> **Фрагмент текста**

Страница 10 из 24
«Потом я услышал:
– Вот, например, Хемингуэй…
– Средний писатель, – вставил Гольц.
– Какое свинство, – вдруг рассердился поэт.
– Хемингуэй умер. Всем нравились его романы, а затем мы их якобы переросли. Однако романы Хемингуэя не меняются. Меняешься ты сам. Это гнусно – взваливать на Хемингуэя ответственность за собственные перемены.
– Может, и Ремарк хороший писатель?
– Конечно.
– И какой-нибудь Жюль Верн?
– Еще бы.
– И этот? Как его? Майн Рид?
– Разумеется» («Филиал»).
Всех как-то очень быстро устроило, что Довлатов возвел анекдот в ранг большой литературы, и это его главная перед ней заслуга. Однако для среднего читателя-интеллектуала, который льстит себе всегда и по любому поводу, довлатовская литература выглядит большой лишь на фоне анекдота, а сам Сергей Донатович застрял на пути от застольного рассказа к Литераторским мосткам.
Попробуем разобраться. Хотя где и в чем они, подлинные критерии большой литературы?
Прозаические вещи СД с прокламируемой им точностью попадают в жанровую высшую лигу. «Зона», помимо всего прочего, еще и великолепный роман воспитания. Преображения, рождения литератора из надзирателя. В несколько ином роде в эту воронку ложится и «Заповедник» – «на фоне Пушкина».
«Компромисс» и «Невидимая газета», при всей разнице качества, в жанровом смысле образуют единый производственный роман – остродефицитный в сегодняшней литературе. Кто еще увидел в журналистике зеркало общественной безнравственности по обе стороны океана и отнес к профессиональным достоинствам легкомыслие и цинизм? Поскольку и то и другое – эффективное оружие не только от жизни, но и от соблазна думать, что способен ею – своей и чужой – управлять?
У «Компромисса» получились неожиданные параллели.

> **Показанные записи**
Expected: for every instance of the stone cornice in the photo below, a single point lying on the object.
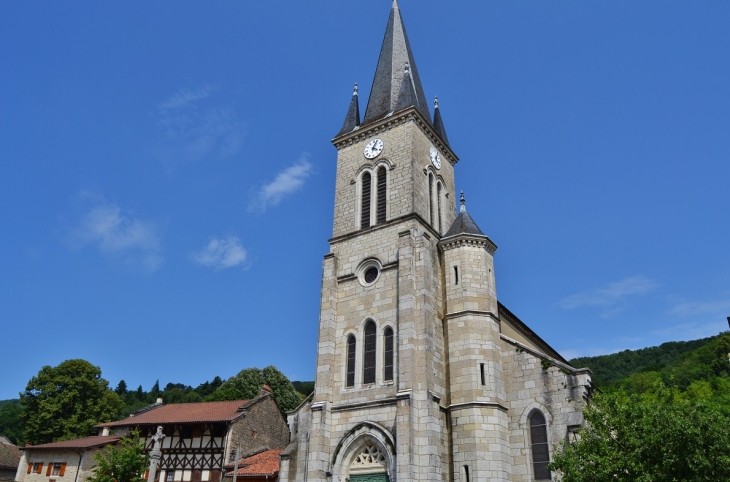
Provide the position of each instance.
(393, 120)
(471, 240)
(460, 406)
(459, 314)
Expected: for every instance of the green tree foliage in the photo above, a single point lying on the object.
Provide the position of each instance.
(126, 463)
(11, 424)
(662, 436)
(66, 401)
(247, 385)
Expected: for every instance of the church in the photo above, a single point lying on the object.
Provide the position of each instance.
(422, 374)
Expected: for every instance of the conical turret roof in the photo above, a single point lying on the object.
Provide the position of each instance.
(396, 66)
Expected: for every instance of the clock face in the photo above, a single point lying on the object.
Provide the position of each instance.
(435, 158)
(373, 148)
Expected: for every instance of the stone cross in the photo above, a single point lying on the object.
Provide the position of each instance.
(155, 454)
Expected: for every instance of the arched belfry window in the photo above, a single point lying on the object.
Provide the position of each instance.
(438, 206)
(368, 375)
(365, 201)
(430, 199)
(388, 352)
(382, 188)
(538, 440)
(350, 361)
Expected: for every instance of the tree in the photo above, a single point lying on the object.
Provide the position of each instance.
(127, 463)
(656, 437)
(247, 385)
(66, 401)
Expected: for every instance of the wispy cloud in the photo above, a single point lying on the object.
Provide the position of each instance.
(221, 253)
(702, 308)
(119, 236)
(195, 126)
(286, 182)
(612, 297)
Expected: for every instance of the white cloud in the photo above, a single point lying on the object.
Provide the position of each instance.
(119, 236)
(286, 182)
(702, 308)
(195, 127)
(221, 253)
(611, 297)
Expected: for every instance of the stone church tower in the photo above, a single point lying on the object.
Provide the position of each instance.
(421, 373)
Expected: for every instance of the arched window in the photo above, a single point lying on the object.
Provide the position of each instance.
(388, 364)
(382, 200)
(438, 205)
(365, 202)
(350, 361)
(538, 439)
(430, 199)
(369, 353)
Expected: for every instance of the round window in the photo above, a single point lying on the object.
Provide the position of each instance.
(371, 274)
(368, 272)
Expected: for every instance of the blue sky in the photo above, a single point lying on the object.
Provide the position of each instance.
(166, 172)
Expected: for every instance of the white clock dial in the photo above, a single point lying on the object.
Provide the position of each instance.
(435, 158)
(373, 148)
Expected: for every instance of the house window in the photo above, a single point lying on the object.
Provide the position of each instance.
(369, 353)
(538, 439)
(430, 199)
(388, 364)
(382, 200)
(350, 361)
(365, 202)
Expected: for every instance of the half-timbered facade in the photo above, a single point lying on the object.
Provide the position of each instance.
(200, 438)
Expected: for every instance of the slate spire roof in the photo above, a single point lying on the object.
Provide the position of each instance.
(396, 84)
(463, 224)
(352, 119)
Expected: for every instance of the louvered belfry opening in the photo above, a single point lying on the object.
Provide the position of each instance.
(388, 363)
(540, 452)
(365, 205)
(438, 206)
(369, 354)
(430, 199)
(382, 200)
(350, 361)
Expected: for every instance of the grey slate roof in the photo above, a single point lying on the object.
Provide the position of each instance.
(352, 119)
(388, 93)
(463, 224)
(438, 123)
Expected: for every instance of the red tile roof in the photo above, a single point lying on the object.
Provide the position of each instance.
(79, 443)
(184, 413)
(9, 456)
(263, 463)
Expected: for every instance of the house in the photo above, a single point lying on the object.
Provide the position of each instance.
(9, 459)
(66, 461)
(200, 438)
(422, 372)
(259, 467)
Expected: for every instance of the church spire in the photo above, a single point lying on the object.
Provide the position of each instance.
(438, 123)
(352, 119)
(396, 66)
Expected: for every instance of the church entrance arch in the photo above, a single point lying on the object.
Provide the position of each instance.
(365, 454)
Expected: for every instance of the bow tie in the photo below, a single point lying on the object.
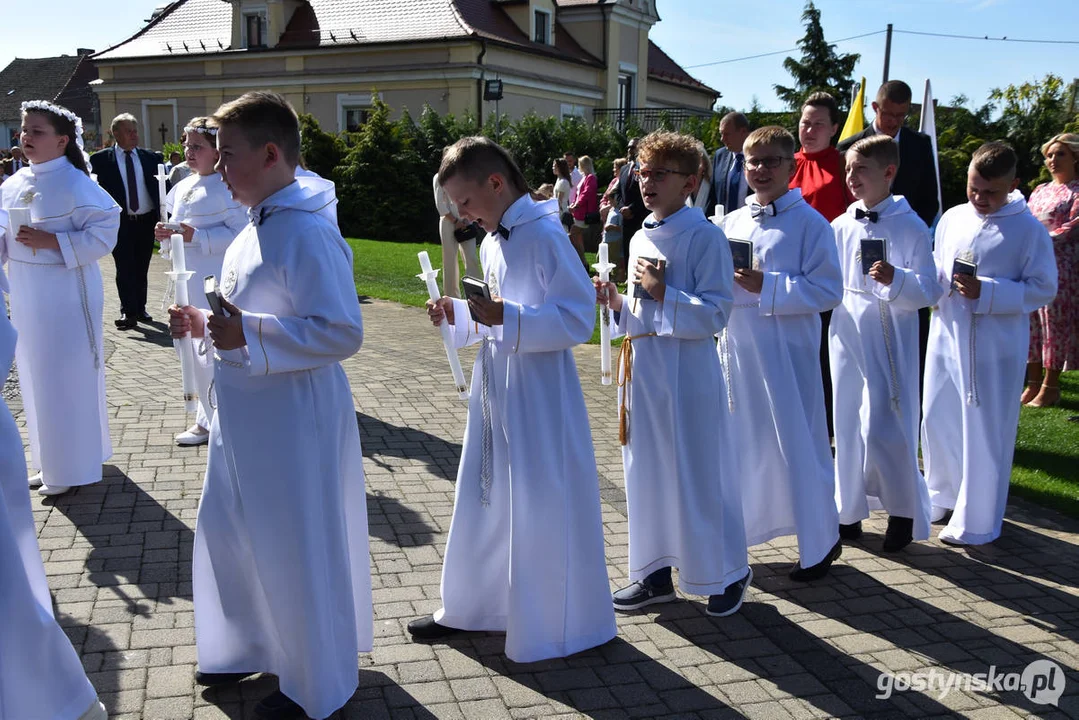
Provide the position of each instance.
(757, 211)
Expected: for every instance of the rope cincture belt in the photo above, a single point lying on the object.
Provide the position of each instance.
(626, 363)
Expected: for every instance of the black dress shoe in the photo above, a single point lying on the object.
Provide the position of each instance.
(278, 706)
(900, 533)
(852, 531)
(214, 679)
(801, 574)
(426, 628)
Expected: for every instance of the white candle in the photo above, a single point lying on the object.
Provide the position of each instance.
(429, 275)
(183, 345)
(603, 266)
(161, 191)
(16, 218)
(718, 218)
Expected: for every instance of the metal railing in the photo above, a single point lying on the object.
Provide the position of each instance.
(647, 119)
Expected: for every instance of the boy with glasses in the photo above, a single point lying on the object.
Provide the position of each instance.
(684, 507)
(769, 353)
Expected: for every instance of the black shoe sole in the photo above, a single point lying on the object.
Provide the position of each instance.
(852, 531)
(801, 574)
(431, 630)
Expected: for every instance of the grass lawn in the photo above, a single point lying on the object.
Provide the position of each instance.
(1047, 449)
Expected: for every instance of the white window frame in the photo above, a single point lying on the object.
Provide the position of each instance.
(347, 102)
(263, 14)
(570, 110)
(549, 22)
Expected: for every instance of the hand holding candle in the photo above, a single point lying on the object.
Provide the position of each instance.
(429, 275)
(162, 192)
(603, 267)
(183, 345)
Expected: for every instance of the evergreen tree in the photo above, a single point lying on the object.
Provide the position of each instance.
(820, 67)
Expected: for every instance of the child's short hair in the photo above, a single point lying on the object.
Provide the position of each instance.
(881, 148)
(477, 159)
(823, 100)
(995, 160)
(674, 149)
(895, 91)
(773, 135)
(263, 117)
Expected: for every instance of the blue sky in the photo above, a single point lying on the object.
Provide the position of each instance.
(698, 31)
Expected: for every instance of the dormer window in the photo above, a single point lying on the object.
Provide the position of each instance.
(255, 27)
(541, 24)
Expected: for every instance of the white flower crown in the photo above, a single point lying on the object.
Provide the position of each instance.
(57, 110)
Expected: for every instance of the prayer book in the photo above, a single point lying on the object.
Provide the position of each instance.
(873, 250)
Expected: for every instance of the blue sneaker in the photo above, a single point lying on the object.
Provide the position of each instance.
(640, 595)
(727, 603)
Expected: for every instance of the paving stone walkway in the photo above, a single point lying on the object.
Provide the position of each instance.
(118, 555)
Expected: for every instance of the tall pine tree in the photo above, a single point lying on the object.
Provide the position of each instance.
(820, 68)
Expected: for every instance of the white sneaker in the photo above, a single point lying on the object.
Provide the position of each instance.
(95, 711)
(53, 489)
(193, 435)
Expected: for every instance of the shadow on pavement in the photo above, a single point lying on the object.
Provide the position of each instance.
(140, 549)
(384, 439)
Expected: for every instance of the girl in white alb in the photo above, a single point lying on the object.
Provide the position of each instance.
(209, 220)
(60, 223)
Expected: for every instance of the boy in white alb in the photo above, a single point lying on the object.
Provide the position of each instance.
(281, 570)
(683, 499)
(772, 355)
(873, 342)
(40, 673)
(995, 261)
(526, 552)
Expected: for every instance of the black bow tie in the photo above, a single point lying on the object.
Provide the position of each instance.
(757, 211)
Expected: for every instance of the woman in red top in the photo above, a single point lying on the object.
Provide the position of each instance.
(818, 166)
(587, 203)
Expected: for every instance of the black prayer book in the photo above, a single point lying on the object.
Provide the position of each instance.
(475, 288)
(964, 268)
(639, 291)
(873, 250)
(741, 253)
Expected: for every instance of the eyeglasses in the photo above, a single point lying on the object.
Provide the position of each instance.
(772, 162)
(657, 175)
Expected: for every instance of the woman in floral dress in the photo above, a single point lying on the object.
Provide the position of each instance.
(1054, 329)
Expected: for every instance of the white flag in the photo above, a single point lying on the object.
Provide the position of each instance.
(928, 126)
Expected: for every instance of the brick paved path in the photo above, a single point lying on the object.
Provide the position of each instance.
(118, 556)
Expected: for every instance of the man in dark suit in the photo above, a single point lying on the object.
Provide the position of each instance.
(728, 168)
(629, 200)
(916, 178)
(128, 174)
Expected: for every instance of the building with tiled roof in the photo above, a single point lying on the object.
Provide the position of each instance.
(560, 57)
(65, 80)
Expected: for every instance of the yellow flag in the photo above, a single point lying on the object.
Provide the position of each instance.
(856, 119)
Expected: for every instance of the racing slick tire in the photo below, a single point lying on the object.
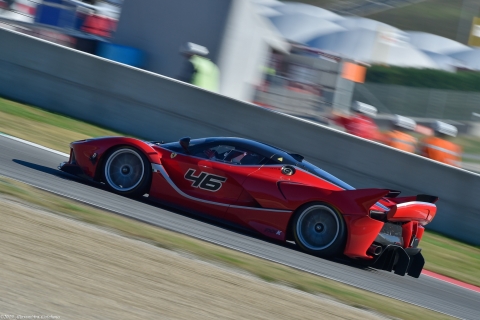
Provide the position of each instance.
(319, 229)
(126, 171)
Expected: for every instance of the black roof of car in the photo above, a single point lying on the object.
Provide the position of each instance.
(252, 145)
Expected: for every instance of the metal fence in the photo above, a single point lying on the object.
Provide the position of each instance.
(420, 102)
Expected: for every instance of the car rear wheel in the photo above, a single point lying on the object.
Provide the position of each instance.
(319, 229)
(127, 172)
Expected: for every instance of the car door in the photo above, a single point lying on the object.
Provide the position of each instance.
(196, 183)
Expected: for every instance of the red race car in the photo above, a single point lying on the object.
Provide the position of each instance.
(264, 188)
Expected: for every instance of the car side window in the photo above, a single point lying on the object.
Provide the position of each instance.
(230, 154)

> **Короткая задача**
Приведите ещё раз дословно отрывок из текста о прозе Довлатова, начиная со слов «Попробуем разобраться. Хотя» и заканчивая словами «чужой – управлять?», включая обе границы.

> **Ответ к заданию**
Попробуем разобраться. Хотя где и в чем они, подлинные критерии большой литературы?
Прозаические вещи СД с прокламируемой им точностью попадают в жанровую высшую лигу. «Зона», помимо всего прочего, еще и великолепный роман воспитания. Преображения, рождения литератора из надзирателя. В несколько ином роде в эту воронку ложится и «Заповедник» – «на фоне Пушкина».
«Компромисс» и «Невидимая газета», при всей разнице качества, в жанровом смысле образуют единый производственный роман – остродефицитный в сегодняшней литературе. Кто еще увидел в журналистике зеркало общественной безнравственности по обе стороны океана и отнес к профессиональным достоинствам легкомыслие и цинизм? Поскольку и то и другое – эффективное оружие не только от жизни, но и от соблазна думать, что способен ею – своей и чужой – управлять?